▸ YOUR INSTRUCTIONS
Pull out every line of the entries below that contains the string "white". Matching is case-sensitive.
-=-=-
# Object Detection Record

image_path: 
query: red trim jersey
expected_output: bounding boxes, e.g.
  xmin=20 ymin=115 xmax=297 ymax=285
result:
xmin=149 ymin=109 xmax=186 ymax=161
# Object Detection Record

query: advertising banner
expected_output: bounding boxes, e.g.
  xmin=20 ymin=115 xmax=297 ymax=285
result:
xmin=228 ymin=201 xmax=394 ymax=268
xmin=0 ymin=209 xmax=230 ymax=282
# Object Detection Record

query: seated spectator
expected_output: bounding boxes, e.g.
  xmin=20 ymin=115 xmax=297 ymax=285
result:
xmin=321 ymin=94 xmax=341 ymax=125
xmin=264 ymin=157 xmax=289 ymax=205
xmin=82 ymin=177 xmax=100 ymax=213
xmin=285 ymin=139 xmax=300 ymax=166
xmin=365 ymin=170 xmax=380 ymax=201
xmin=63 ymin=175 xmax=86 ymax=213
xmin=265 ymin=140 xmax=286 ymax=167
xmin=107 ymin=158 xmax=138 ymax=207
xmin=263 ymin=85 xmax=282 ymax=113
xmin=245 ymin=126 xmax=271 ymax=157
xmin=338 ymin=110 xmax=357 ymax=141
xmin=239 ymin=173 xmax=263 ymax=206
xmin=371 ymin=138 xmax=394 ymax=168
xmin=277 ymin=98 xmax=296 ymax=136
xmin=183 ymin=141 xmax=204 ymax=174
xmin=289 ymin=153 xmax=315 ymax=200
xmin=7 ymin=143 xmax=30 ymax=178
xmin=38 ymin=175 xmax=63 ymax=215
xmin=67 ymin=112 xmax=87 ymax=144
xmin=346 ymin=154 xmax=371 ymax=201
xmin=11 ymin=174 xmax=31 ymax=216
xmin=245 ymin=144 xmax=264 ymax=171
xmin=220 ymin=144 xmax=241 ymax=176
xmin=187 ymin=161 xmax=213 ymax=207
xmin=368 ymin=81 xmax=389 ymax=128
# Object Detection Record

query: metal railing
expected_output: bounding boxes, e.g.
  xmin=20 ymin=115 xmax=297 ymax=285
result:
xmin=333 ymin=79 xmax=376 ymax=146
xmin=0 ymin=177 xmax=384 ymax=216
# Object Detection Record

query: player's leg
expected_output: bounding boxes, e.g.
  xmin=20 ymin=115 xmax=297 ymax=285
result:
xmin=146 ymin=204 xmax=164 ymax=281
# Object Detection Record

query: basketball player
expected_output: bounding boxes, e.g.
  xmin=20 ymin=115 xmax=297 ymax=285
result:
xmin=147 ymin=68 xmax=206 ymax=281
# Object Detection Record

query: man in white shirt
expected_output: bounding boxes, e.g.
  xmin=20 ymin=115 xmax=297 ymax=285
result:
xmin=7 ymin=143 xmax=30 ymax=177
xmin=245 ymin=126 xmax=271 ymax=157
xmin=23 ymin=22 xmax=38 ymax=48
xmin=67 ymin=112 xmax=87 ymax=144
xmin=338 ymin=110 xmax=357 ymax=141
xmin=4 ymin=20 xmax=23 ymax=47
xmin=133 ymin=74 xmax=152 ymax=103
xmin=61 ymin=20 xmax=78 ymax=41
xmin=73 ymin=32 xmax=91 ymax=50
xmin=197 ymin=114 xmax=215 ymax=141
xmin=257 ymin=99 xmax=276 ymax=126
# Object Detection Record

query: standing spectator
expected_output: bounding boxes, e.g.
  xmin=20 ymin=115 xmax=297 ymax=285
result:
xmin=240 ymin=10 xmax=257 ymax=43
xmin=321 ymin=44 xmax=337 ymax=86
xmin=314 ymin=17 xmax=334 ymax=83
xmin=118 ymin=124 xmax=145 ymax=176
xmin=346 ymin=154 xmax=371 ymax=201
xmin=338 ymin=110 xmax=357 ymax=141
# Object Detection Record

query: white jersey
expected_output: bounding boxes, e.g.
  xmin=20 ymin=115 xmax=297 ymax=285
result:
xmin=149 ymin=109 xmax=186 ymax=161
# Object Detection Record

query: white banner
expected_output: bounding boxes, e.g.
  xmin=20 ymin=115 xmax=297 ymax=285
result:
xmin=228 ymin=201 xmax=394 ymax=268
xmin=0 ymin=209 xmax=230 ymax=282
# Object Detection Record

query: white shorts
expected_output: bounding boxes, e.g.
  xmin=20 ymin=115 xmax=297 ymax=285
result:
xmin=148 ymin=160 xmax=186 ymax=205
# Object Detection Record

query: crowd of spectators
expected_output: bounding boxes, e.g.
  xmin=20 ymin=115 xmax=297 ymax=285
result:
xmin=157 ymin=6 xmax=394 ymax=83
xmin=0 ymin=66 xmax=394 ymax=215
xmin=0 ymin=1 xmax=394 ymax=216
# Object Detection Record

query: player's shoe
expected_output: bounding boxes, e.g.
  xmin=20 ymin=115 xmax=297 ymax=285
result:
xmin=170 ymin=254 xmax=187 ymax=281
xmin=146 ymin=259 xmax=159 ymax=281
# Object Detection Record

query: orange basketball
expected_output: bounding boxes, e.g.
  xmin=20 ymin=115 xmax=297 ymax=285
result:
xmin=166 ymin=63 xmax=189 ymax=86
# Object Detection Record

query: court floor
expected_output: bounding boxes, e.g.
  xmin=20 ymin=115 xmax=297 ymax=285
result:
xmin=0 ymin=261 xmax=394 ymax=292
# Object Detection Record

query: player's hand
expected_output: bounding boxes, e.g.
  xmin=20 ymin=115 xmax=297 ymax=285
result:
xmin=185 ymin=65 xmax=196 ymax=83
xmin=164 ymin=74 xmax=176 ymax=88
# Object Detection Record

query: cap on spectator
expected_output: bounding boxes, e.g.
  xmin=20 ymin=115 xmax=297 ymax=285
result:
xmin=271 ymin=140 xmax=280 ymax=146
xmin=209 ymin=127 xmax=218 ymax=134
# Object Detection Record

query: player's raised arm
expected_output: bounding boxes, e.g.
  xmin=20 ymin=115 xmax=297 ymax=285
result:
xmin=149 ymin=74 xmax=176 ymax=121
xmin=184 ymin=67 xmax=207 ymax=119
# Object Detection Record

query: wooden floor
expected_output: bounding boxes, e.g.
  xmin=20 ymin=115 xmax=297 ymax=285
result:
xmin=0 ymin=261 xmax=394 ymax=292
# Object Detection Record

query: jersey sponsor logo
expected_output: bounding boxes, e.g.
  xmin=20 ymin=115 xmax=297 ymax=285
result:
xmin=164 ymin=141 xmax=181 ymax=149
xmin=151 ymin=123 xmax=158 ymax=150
-=-=-
▸ EXERCISE SOLUTION
query: man in white shirt
query: white jersey
query: white banner
query: white shorts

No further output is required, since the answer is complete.